» **Natural-language object grounding data**
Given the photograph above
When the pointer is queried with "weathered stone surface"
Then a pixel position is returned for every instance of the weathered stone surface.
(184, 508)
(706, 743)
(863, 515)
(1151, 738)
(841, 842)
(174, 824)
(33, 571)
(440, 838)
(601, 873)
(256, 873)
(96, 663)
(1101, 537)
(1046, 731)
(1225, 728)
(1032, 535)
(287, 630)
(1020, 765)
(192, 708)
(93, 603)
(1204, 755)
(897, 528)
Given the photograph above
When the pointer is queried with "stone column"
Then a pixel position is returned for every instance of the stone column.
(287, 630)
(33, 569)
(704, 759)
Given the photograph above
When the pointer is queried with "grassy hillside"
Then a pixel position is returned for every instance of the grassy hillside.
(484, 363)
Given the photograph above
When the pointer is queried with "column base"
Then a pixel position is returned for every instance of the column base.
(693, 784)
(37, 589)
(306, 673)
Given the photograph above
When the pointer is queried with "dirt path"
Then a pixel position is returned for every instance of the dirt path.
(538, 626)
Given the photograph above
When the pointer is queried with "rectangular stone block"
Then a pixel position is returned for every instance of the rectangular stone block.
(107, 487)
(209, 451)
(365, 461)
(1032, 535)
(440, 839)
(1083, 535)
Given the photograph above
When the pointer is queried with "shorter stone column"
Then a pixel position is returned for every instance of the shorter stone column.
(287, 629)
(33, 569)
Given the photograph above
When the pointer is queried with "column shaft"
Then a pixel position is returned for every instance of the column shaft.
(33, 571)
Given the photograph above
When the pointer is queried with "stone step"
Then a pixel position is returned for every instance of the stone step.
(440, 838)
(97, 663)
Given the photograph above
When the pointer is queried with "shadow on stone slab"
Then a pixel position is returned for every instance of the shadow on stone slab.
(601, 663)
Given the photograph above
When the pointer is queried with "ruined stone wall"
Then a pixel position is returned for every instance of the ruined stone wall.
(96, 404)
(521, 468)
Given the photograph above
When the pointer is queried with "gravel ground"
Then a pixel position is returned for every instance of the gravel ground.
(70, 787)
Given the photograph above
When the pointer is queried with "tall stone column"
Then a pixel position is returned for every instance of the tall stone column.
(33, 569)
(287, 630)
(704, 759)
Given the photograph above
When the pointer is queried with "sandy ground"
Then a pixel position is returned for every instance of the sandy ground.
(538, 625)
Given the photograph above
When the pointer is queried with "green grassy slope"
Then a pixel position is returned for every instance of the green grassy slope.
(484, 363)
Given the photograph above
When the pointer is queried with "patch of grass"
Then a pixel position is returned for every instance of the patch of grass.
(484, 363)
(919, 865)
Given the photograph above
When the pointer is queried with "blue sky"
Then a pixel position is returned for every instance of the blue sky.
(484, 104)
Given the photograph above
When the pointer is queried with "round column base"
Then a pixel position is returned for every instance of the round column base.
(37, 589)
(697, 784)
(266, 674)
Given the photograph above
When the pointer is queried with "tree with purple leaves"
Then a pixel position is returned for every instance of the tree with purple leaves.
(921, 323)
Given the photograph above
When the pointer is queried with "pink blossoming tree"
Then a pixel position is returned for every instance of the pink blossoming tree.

» **What the task asks**
A verbatim reproduction of all the records above is the expected answer.

» **Exercise output**
Given the photograph above
When the pointer is queried with "weathered stone surface"
Then a pixel position is returned for every instance of the weathered stone surface.
(184, 508)
(706, 743)
(863, 515)
(1151, 738)
(841, 842)
(174, 824)
(33, 571)
(440, 838)
(601, 873)
(256, 873)
(96, 663)
(1101, 537)
(1046, 731)
(1225, 728)
(1032, 535)
(287, 630)
(1020, 765)
(192, 708)
(93, 603)
(1204, 755)
(897, 528)
Given the photograph above
When the pointer is queried with "stone column"
Then a pixel position is returned for every instance of the stone column.
(287, 630)
(33, 569)
(704, 759)
Given the photograph above
When the pointer is queried with "grassy hillside"
Then a pixel position is returned for every instance of the grassy hillside.
(484, 363)
Given the photograph above
When the pointer is queried with "column base"
Then a pixel position is returned for every instance of the column base.
(693, 784)
(37, 589)
(306, 673)
Given the photograph above
When the pointer is queried with "dirt path"
Then a pixel position is returned for every instance of the dirt path.
(538, 626)
Given the photograph above
When the pointer is queried with "rectangular stone block"
Then a pixel position is returned for every instance of the rectangular stone block.
(107, 487)
(209, 451)
(365, 461)
(1032, 535)
(440, 839)
(1083, 535)
Given the photograph above
When the pointer is queried with "shorter stone column"
Then a pixel position is returned for every instance of the shorter stone column.
(287, 629)
(33, 569)
Given the photograph above
When the pointer is queried with "column shaft"
Then a pixel position is returned for every instance of the column shaft.
(33, 571)
Given the photograph above
When the pointer is queried with "stone step"
Then a pixel position is returned for every instance of the stone step.
(440, 838)
(97, 663)
Given the photograph above
When the pointer is queried with "shadow on stone slab"
Then a pixel position is returned for every instance of the shadow on stone slab.
(601, 663)
Given the photograph above
When the pointer is queried with "ruined stone wall"
Then a pixel position is returned for every instance of the ruined stone wall.
(96, 404)
(521, 468)
Given the photograph above
When the pointer is queried with "gravel ground"
Then a pixel position is returned for every instance of the gravel ground.
(70, 787)
Given the photograph above
When the pointer is queried with "tall stone column"
Then a pixel position is returned for every instance of the tall stone column.
(33, 569)
(287, 630)
(704, 759)
Given the photograph above
When the pointer is queried with "sandy ground"
Then a pixel position is returned for every instance of the sandy ground.
(538, 625)
Given the photograph above
When the pointer is queried with "green grassy slope"
Then a pixel position is returned for every instance of the green grassy slope.
(484, 363)
Given the photograph above
When the pointer is queried with "patch of grass"
Then a pixel position is returned for every instance of the patch of grass.
(484, 363)
(919, 865)
Given the photograph above
When the pointer is queried with "blue sky"
Then a pixel position is returned for every instance of the blue sky.
(484, 104)
Given the photograph above
When the pointer is queried with "round column base"
Then a pixel position is returned for every instance of the round column base.
(37, 589)
(697, 784)
(266, 674)
Given the photograph above
When the pointer is queried with "tree with purple leaves"
Then a pixel position is returned for every instance of the tree with purple leaves.
(921, 323)
Given the photograph above
When the pointer is queried with "pink blossoming tree"
Then a pixel position is returned for every instance of the pink blossoming tree.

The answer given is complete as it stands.